#### [Exercise prompt]
The exercise calls for a faithful copy of all the data.

·····

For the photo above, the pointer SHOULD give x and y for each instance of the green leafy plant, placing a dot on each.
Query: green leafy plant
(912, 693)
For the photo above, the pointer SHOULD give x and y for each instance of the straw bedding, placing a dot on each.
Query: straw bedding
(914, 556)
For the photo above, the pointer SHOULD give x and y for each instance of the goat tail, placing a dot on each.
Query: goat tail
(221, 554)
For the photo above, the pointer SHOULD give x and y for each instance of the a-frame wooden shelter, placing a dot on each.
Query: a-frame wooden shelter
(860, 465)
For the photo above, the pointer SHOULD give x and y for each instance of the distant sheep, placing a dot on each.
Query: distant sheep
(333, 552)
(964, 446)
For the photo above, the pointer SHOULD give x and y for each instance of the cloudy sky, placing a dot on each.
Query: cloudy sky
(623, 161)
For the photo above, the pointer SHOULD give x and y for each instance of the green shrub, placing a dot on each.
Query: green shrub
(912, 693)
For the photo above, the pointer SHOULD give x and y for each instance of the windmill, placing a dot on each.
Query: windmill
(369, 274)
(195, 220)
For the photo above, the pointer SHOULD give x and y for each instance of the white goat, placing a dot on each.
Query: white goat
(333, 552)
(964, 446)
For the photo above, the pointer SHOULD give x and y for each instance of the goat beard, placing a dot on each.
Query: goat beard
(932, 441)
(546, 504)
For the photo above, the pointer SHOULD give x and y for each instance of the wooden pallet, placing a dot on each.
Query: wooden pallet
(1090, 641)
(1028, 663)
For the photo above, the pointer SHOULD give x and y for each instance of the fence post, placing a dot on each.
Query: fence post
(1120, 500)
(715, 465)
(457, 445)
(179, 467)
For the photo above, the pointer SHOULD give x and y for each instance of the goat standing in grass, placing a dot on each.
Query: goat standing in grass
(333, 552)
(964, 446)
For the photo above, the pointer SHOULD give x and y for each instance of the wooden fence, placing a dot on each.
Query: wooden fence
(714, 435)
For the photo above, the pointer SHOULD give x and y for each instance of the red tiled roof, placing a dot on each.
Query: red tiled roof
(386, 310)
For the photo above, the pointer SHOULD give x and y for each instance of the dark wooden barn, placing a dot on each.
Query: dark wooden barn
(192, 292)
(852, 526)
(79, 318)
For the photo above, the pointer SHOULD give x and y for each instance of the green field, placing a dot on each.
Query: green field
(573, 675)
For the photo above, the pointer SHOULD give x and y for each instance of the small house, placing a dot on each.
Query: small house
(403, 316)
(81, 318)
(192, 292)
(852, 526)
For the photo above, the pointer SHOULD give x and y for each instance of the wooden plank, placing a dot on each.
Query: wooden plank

·····

#### [Response area]
For the photo above, the pointer SHOULD give x and y for each instance of the green leafy plant, placing a dot on each.
Query: green leafy plant
(912, 693)
For the photo above, the pointer SHOULD give x and y for each instance of the straw bedding, placing a dot on each.
Query: straw bedding
(914, 556)
For the photo above, the pointer SHOULD give x and y for each instance of the goat tail, placing a dot on each.
Query: goat tail
(221, 554)
For the photo above, the pointer SHOULD give x and y for each instance of the a-frame wooden shelter, placing a dot on each.
Query: a-frame wooden shelter
(860, 465)
For the photo above, the pointer SHOULD give x and y for each instance of the distant sheep, placing a dot on each.
Query: distant sheep
(333, 552)
(964, 446)
For the photo above, the pointer SHOULD give x and y for each instance of the cloudy sky, placing a dot on each.
Query: cloudy sky
(623, 161)
For the photo above, the pointer SHOULD give x and y for each instance of the green shrub, placing a dot on each.
Query: green shrub
(912, 693)
For the photo above, the pointer SHOULD give x and y for each instance of the windmill, placing a dot on each.
Query: windmill
(369, 274)
(195, 220)
For the photo above, the pointer SHOULD give x and y for each instance of the white goat, placing a dot on each.
Query: white goat
(333, 552)
(964, 446)
For the photo above, the pointer SHOULD give x and y for each instance of the goat beard, placing a dot on each.
Query: goat beard
(932, 441)
(546, 504)
For the photo above, the pointer SHOULD give x and y for each instance of the wooden pallet, placing a dot on each.
Query: wooden pallet
(1090, 641)
(1028, 663)
For the photo above, the pointer SHOULD give x and y for each instance of the fence post, placing a dot on each.
Query: fence post
(1120, 500)
(715, 465)
(457, 445)
(179, 467)
For the photo above, the pointer SHOULD give x and y for each instance of the goat standing in grass, placing a dot on each.
Query: goat standing in grass
(333, 552)
(964, 446)
For the photo above, the pointer SHOULD give x and y for each instance of the wooden fence, placing a dot on each.
Query: wooden fence
(714, 435)
For the photo above, the pointer SHOULD give x and y for each instance of the red tiled roof, placing a dot on each.
Query: red tiled roof
(386, 310)
For the photo above, the pointer SHOULD give x and y for each instance of the dark wooden barn, placing a dot on each.
Query: dark wooden barn
(192, 292)
(852, 526)
(79, 318)
For the photo above, the pointer SHOULD give x and y for each instance of the green field, placing a dot on each.
Query: green field
(573, 675)
For the photo above, the pointer SHOULD give x and y for each instance of the small house, placing a dot on each.
Query: small house
(403, 316)
(81, 318)
(192, 292)
(852, 526)
For the photo above, the pointer SHOULD give x and y for each instance of the wooden plank, placing a dot on each.
Query: wooden plank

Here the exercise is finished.